====== MATERIAL PROVIDED ======
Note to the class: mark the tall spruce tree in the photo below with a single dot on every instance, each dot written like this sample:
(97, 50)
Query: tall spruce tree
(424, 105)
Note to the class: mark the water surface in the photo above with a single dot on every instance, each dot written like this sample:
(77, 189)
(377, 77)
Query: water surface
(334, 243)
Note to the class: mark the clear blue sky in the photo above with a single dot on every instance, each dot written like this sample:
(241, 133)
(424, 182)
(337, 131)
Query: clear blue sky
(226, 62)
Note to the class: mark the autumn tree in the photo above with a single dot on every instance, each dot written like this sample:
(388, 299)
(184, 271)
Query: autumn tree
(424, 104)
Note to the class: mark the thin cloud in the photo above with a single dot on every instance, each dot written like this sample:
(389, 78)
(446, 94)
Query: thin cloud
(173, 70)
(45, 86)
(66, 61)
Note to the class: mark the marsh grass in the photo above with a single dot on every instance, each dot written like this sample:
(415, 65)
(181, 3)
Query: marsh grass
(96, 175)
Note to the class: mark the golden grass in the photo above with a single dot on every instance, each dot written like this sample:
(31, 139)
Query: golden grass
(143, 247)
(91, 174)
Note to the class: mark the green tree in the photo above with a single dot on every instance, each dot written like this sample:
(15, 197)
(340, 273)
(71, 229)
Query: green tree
======
====== MATERIAL PROVIDED ======
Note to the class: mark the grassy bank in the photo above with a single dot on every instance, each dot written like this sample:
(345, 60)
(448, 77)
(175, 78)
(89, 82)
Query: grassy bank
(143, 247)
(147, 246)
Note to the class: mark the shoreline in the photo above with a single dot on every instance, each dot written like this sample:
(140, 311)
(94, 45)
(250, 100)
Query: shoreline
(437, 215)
======
====== MATERIAL PROVIDED ======
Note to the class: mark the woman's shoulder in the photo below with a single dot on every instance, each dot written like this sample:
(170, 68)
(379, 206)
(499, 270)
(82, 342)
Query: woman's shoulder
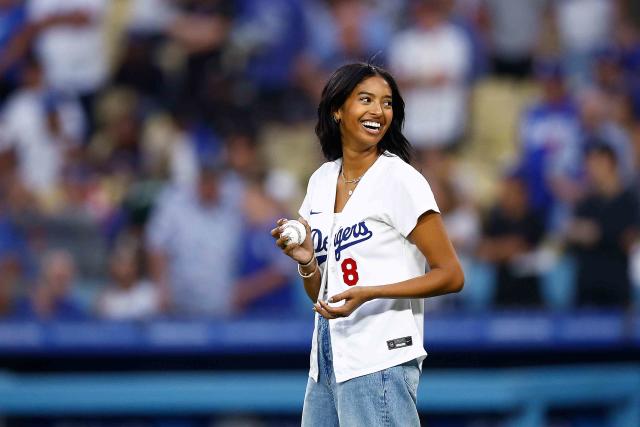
======
YOUR TASK: What are the lines above, starting at the one with "Note to the class: mark the tall" and ending at the one with "Query: green tree"? Give them again exactly, and only them.

SOLUTION:
Note to the class: mark the tall spruce tree in the photo below with a single dot on every instance, each dot written like this sample:
(97, 50)
Query: tall spruce tree
(424, 105)
Note to the class: mark the water surface in the photo above with a single dot on every instance, each dot written like this sample:
(77, 189)
(377, 77)
Query: water surface
(334, 243)
Note to the class: mark the clear blue sky in the photo above with a single dot on every instance, each dot written like this sample:
(241, 133)
(424, 182)
(337, 131)
Query: clear blue sky
(226, 62)
Note to the class: mark the autumn tree in the photo above with a single dot on every instance, each dot written like this sample:
(388, 299)
(184, 271)
Query: autumn tree
(424, 104)
Note to the class: mark the thin cloud in the photo above with a single dot on every instance, each dot written like this sample:
(389, 78)
(446, 94)
Query: thin cloud
(173, 70)
(45, 86)
(66, 61)
Note to the class: mark the marsh grass in the photo above with a single dot on every instance, each dot written like this sample:
(415, 65)
(181, 3)
Query: marsh grass
(96, 175)
Note to the class: mark the golden grass in the photo above with a single dot on every instance, each dot written like this sample:
(31, 139)
Query: golden grass
(143, 247)
(91, 174)
Note to the class: mark the green tree in the photo above with a single dot on every instance, each dot written like this sample:
(15, 197)
(340, 273)
(71, 229)
Query: green tree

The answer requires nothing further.